**Passage shown:**
— BEGIN —

Data Science, data analytics, algorithms and artificial intelligence. Until a few years ago, many of my friends, acquaintances and family members didn't really understand what I was doing on a daily basis. Surely that's a lot different now. A simple reference to the self-driving car, or the algorithms of social media platforms, is usually enough to quickly and easily explain my activities.
This reflects very well how our living environment has changed greatly in recent years. Data collection, processing and storage, data science, and all kinds of artificial intelligence, are seeping further and further into our society. More and more products and services are using algorithms, whether or not they are visible or known to the users.
In itself, this is nothing new. Artificial intelligence techniques have been used for years in the manufacturing industry and capital markets, for example. But also our own management industry, we apply algorithms via credit scoring for several decades.
Yet all of this remained a bit more behind the scenes. However, with the democratization of data science over the past few years, several eye-catching applications have emerged, which have a very nice social impact. In healthcare, for example, but also in making some business processes more efficient, thus reducing the workload on employees.

— END —

**Source data:**
— BEGIN —

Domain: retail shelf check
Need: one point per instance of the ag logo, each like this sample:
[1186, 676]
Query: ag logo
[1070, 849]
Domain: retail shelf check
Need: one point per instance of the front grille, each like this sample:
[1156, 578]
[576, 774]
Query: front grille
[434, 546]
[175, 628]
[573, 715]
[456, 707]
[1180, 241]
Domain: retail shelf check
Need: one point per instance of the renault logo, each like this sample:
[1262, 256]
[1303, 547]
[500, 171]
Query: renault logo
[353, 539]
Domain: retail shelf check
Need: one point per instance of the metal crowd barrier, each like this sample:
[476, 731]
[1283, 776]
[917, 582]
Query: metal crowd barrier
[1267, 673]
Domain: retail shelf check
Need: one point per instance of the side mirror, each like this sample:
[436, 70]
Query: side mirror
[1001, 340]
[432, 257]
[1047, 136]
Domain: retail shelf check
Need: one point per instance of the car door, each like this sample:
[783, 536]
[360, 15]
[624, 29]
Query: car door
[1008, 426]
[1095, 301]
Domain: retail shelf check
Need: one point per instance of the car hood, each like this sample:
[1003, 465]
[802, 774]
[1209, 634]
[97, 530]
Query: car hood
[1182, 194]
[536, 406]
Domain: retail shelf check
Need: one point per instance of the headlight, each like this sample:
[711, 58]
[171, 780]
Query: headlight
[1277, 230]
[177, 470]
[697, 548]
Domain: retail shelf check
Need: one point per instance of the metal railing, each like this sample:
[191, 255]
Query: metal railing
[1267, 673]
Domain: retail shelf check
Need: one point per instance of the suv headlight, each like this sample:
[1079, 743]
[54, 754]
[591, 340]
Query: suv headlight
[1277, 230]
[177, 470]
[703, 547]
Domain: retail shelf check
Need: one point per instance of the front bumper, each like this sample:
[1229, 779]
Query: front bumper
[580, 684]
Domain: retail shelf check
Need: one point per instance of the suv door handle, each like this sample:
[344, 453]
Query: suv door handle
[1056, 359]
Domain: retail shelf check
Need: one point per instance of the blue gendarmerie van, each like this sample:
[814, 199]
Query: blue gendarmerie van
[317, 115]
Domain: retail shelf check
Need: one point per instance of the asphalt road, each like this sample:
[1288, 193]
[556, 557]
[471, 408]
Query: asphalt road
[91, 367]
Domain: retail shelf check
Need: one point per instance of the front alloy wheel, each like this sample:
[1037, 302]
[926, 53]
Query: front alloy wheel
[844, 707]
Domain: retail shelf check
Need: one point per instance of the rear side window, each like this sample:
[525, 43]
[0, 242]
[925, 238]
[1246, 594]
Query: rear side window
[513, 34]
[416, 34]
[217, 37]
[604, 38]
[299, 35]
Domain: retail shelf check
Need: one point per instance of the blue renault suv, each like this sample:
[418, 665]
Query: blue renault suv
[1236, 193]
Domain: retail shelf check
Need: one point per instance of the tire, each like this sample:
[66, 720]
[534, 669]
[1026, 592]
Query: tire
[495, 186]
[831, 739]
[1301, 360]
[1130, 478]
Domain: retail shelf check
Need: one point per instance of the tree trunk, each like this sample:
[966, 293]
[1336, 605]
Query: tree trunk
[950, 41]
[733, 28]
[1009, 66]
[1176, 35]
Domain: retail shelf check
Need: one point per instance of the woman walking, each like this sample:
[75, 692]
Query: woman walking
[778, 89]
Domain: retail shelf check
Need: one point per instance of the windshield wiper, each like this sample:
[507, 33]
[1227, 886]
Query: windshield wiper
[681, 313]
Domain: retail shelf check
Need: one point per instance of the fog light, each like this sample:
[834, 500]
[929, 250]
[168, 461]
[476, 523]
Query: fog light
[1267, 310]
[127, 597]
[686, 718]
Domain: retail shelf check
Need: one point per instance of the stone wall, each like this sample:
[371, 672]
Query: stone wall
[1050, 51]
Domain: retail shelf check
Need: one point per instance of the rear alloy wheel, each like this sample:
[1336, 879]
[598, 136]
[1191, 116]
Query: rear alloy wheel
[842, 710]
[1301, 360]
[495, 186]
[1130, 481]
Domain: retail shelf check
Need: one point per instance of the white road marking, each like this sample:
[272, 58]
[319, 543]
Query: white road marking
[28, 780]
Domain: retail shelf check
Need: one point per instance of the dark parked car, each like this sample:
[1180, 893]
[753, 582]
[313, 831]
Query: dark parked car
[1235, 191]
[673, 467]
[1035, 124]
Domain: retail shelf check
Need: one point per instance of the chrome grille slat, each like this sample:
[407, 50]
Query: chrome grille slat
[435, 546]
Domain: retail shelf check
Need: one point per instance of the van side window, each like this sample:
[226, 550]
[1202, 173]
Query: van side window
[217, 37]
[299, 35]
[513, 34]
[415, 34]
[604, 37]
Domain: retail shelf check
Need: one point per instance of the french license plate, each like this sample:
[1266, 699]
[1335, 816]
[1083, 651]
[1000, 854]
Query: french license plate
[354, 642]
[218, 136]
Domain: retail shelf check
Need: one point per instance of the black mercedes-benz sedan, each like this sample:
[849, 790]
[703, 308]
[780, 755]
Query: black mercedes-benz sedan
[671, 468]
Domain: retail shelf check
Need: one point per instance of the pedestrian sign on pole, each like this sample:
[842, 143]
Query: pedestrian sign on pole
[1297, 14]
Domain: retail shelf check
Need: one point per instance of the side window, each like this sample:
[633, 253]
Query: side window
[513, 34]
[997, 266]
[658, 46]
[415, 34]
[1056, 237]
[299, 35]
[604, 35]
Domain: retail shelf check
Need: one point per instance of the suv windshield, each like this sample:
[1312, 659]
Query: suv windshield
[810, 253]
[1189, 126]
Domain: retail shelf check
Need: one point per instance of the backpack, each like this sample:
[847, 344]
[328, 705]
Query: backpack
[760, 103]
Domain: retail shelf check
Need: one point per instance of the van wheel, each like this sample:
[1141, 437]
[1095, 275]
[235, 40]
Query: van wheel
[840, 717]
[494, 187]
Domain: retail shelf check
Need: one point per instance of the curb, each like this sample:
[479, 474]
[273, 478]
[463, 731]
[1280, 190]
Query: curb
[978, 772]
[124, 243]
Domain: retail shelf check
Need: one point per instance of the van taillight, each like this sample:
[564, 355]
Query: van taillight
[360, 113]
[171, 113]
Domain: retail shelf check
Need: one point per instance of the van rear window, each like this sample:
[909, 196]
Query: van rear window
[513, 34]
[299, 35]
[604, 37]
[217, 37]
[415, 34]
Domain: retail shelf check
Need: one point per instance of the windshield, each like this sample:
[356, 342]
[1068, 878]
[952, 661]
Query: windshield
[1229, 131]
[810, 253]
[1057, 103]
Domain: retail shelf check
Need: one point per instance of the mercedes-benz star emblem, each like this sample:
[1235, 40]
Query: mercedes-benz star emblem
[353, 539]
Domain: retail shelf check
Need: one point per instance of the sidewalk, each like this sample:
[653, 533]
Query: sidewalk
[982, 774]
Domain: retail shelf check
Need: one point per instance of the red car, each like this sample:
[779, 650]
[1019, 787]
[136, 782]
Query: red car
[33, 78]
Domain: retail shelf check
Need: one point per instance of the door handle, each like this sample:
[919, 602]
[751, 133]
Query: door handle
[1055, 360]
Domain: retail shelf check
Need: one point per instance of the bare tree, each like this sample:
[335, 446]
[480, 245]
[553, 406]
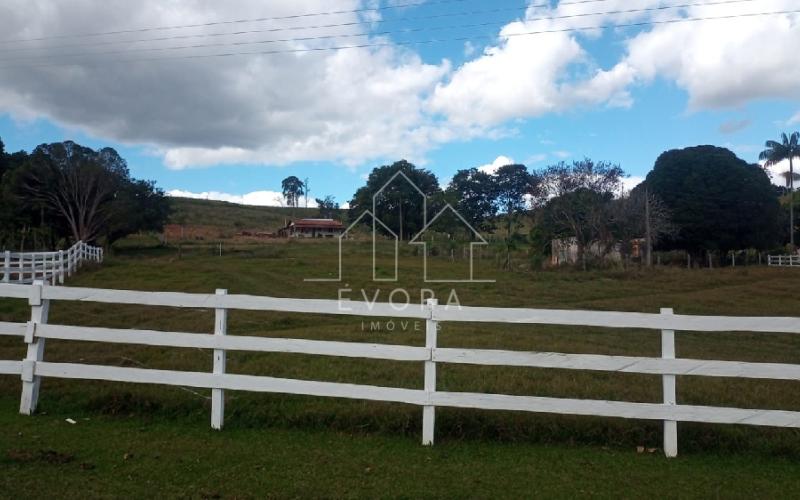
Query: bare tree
[579, 203]
[641, 214]
[77, 183]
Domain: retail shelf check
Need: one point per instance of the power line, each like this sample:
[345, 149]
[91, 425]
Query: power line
[290, 28]
[262, 19]
[416, 42]
[381, 33]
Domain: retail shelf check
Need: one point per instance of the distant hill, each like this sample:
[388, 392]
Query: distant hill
[194, 212]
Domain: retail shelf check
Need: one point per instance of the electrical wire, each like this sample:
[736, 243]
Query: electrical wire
[380, 33]
[414, 42]
[263, 19]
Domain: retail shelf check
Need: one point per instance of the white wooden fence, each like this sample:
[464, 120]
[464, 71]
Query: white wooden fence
[784, 260]
[37, 330]
[27, 267]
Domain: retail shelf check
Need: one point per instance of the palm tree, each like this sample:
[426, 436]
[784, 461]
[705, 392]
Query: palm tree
[777, 152]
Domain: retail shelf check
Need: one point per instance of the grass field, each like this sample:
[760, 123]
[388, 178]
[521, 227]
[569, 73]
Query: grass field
[286, 446]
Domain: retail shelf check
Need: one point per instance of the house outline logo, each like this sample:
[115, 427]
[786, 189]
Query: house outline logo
[415, 240]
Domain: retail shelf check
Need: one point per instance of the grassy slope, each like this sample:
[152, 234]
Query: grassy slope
[341, 440]
[223, 214]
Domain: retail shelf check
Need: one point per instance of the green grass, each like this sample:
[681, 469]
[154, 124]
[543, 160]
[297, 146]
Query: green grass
[478, 453]
[136, 457]
[189, 211]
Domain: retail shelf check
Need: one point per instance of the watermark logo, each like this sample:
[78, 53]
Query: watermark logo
[419, 238]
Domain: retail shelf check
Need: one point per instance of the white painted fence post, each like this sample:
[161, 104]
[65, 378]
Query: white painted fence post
[429, 411]
[668, 383]
[218, 395]
[7, 267]
[30, 381]
[61, 267]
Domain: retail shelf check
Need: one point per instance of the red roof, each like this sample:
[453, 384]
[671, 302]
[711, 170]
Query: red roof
[324, 223]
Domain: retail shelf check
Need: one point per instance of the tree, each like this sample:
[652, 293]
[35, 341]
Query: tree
[327, 206]
[293, 188]
[474, 195]
[398, 202]
[75, 182]
[84, 194]
[579, 203]
[640, 214]
[512, 184]
[718, 201]
[138, 206]
[776, 152]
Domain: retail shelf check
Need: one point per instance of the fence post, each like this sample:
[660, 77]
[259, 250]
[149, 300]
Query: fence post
[31, 381]
[668, 384]
[218, 395]
[429, 411]
[61, 267]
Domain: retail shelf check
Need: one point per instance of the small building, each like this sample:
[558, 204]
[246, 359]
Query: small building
[312, 228]
[565, 251]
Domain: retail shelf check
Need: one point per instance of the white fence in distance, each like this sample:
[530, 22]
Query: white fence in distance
[784, 260]
[37, 330]
[53, 267]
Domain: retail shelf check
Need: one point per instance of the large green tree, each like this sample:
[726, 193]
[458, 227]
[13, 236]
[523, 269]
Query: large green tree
[579, 196]
[776, 152]
[717, 200]
[474, 194]
[293, 188]
[327, 206]
[399, 200]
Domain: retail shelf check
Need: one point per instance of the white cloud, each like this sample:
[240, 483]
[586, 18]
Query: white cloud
[723, 63]
[498, 162]
[733, 125]
[348, 106]
[359, 105]
[779, 173]
[258, 198]
[628, 183]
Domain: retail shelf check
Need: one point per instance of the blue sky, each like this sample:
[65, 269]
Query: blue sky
[616, 96]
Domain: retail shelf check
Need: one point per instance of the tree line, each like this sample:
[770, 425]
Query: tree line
[64, 192]
[700, 199]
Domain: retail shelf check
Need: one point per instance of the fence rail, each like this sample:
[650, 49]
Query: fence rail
[784, 260]
[36, 331]
[53, 267]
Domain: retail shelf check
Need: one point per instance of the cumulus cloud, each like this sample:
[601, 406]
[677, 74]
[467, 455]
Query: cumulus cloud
[779, 173]
[347, 106]
[257, 198]
[363, 104]
[498, 162]
[726, 63]
[733, 126]
[628, 183]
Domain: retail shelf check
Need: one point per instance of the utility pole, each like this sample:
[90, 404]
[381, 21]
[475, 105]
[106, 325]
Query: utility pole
[648, 234]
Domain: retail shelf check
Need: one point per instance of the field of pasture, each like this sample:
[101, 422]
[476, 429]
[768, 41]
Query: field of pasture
[129, 438]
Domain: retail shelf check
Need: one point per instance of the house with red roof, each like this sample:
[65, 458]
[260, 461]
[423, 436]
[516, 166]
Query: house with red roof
[312, 228]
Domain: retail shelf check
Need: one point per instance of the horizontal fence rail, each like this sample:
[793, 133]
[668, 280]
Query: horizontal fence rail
[52, 267]
[784, 260]
[37, 331]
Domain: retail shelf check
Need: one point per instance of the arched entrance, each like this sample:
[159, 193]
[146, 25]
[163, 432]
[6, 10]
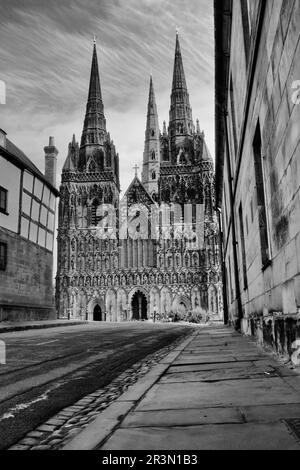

— END —

**Goals:**
A – What two fields does the data science passage name as having used artificial intelligence techniques for years?
B – Convert the entries into a Markdown table with the columns Row and Line, starting at the first line of the entries and ending at the line containing "[1047, 136]". Leave out blank lines.
The entries are unrelated to the data science passage.

**Answer set:**
A – The manufacturing industry and capital markets.

B –
| Row | Line |
|---|---|
| 1 | Domain: retail shelf check |
| 2 | Need: one point per instance of the ag logo, each like this sample: |
| 3 | [1186, 676] |
| 4 | Query: ag logo |
| 5 | [1070, 849] |
| 6 | Domain: retail shelf check |
| 7 | Need: one point per instance of the front grille, each like this sample: |
| 8 | [1156, 578] |
| 9 | [576, 774] |
| 10 | Query: front grille |
| 11 | [434, 546] |
| 12 | [175, 628] |
| 13 | [573, 715] |
| 14 | [456, 707] |
| 15 | [1180, 241] |
| 16 | Domain: retail shelf check |
| 17 | Need: one point per instance of the renault logo, each like this sample: |
| 18 | [1262, 256] |
| 19 | [1303, 547] |
| 20 | [500, 171] |
| 21 | Query: renault logo |
| 22 | [353, 539] |
| 23 | Domain: retail shelf check |
| 24 | Need: one point per instance of the metal crowd barrier, each like this sample: |
| 25 | [476, 731] |
| 26 | [1283, 776] |
| 27 | [917, 582] |
| 28 | Query: metal crowd barrier |
| 29 | [1267, 673] |
| 30 | Domain: retail shelf check |
| 31 | Need: one point per instance of the side mirror, each like this sample: |
| 32 | [436, 70] |
| 33 | Query: side mirror |
| 34 | [1001, 340] |
| 35 | [432, 257] |
| 36 | [1047, 136] |